** Start SUPPLIED RECORDS **

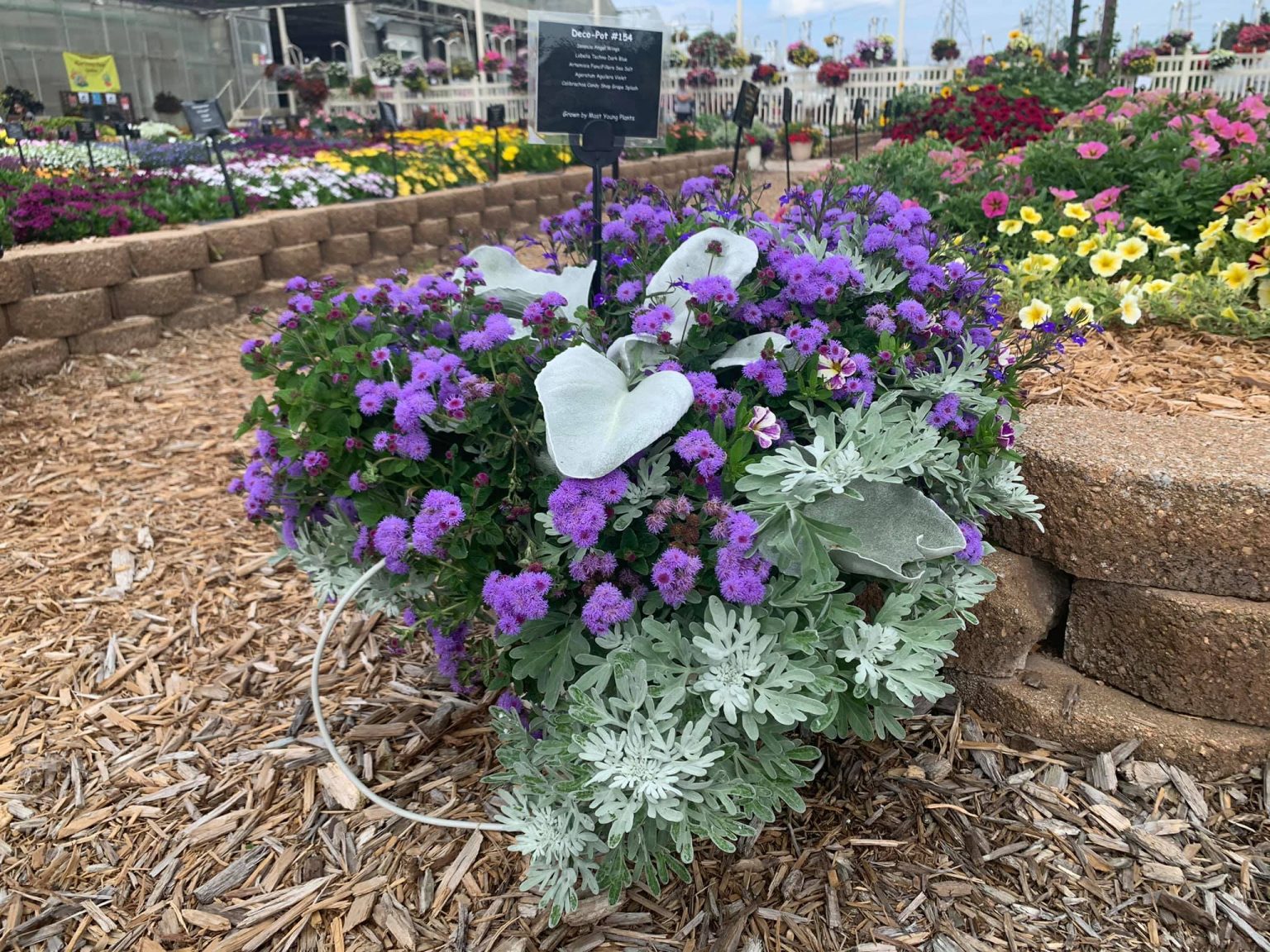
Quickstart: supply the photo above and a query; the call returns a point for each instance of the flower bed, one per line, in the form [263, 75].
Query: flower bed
[1120, 208]
[55, 198]
[737, 504]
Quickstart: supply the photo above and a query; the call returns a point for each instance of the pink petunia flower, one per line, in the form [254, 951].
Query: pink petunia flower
[995, 205]
[1255, 108]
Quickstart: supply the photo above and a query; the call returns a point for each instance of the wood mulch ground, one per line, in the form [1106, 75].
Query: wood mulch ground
[161, 786]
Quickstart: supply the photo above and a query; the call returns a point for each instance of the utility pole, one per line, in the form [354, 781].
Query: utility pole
[1103, 59]
[1073, 40]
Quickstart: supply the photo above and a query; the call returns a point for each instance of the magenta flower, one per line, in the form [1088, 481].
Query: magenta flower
[765, 426]
[995, 205]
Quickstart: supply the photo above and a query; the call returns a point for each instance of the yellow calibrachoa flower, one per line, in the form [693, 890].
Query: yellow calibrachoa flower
[1248, 229]
[1132, 249]
[1035, 312]
[1129, 310]
[1215, 227]
[1080, 309]
[1237, 276]
[1106, 263]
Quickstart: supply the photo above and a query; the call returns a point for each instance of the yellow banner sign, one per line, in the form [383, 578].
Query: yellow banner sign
[92, 74]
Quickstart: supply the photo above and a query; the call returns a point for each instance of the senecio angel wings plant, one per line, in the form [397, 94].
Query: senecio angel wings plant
[734, 507]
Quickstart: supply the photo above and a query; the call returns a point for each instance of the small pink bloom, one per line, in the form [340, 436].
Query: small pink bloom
[1255, 108]
[1206, 145]
[995, 205]
[1108, 220]
[765, 426]
[1105, 198]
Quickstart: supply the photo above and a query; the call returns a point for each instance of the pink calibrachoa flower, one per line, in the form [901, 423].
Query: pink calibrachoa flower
[1108, 220]
[1105, 198]
[1206, 145]
[995, 205]
[1255, 108]
[765, 426]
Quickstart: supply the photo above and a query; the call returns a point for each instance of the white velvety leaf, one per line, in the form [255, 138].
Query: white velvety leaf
[750, 350]
[517, 286]
[594, 423]
[892, 526]
[635, 352]
[690, 262]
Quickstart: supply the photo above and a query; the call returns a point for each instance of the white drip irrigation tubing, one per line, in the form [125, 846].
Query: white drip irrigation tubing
[331, 744]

** End SUPPLIED RECORDS **

_REQUIREMENT_: Quote all of the entries above word for word, leaving out the picture.

_ANSWER TO THE EXERCISE_:
Quickstart: supply the photo above and a query; the call returns a point for each instance of the flower bed, one per line, in the form [263, 75].
Query: flower bed
[1120, 208]
[55, 198]
[737, 504]
Quickstart: supply the photo above and a query; the call returns a point for each instance of the pink petunia flower, one per line, in the form [254, 951].
Query: pink petunia flower
[995, 205]
[1255, 108]
Quickstart: supply the photo above and a query; the call returns a point for each instance of the wood mulch ground, one per line, in the form [1106, 75].
Query: wood mulch ground
[161, 786]
Quickstart: supply the photo above and a query; the call returns a point for each instance of the utility pole, one per line, in the form [354, 781].
Query: utility pole
[1103, 59]
[1073, 40]
Quickstart: supply the photo above and a query; the call returns a point for each instance of the magenta flower, one per line, in the form [1088, 481].
Query: magenta flower
[765, 426]
[995, 205]
Quickstart: supply the photo above and a query; the call returns a point for each instance of the yellow calibrachoa flower, one per line, in the form [693, 890].
Query: yellow calibrachoa flower
[1248, 229]
[1132, 249]
[1035, 312]
[1129, 310]
[1215, 227]
[1080, 309]
[1237, 276]
[1106, 263]
Quickstart: supply the photo above and a query; the call returns a point for each instance of the yellow banner sign, one per line, in the form [383, 578].
Query: yellow banner sign
[92, 74]
Quickstart: supply the photo above and a query; the call returns a point for each instance of the senecio angel wings plant, one per line, in the form [397, 94].
Query: senecio angel wings plant
[734, 507]
Quickstart: supply the photo above and a query; the call returns a point for each instance of the small pink bloom, one per line, in the form [340, 436].
Query: small pink bloom
[1255, 108]
[1206, 145]
[995, 205]
[1108, 220]
[765, 426]
[1105, 198]
Quickstart: supply the photo above and a query; the call returns a point for each instance of the pink calibrachoa flower, one per line, in the form [901, 423].
Query: pink calibrachoa flower
[1108, 220]
[1105, 198]
[1206, 145]
[995, 205]
[1255, 108]
[765, 426]
Quickstart: supply the photo above and a query; the call returns a point for each instance of the white velvety leaf, one per line, in the form [255, 138].
Query: white velvety leaf
[750, 350]
[517, 286]
[594, 423]
[892, 526]
[635, 352]
[690, 262]
Quickstart: supply the photo above and a query; the call returns a point for each instance of the white drip irrigation tubing, one per line, in the form [125, 846].
Query: white drip irrigation tubing
[331, 744]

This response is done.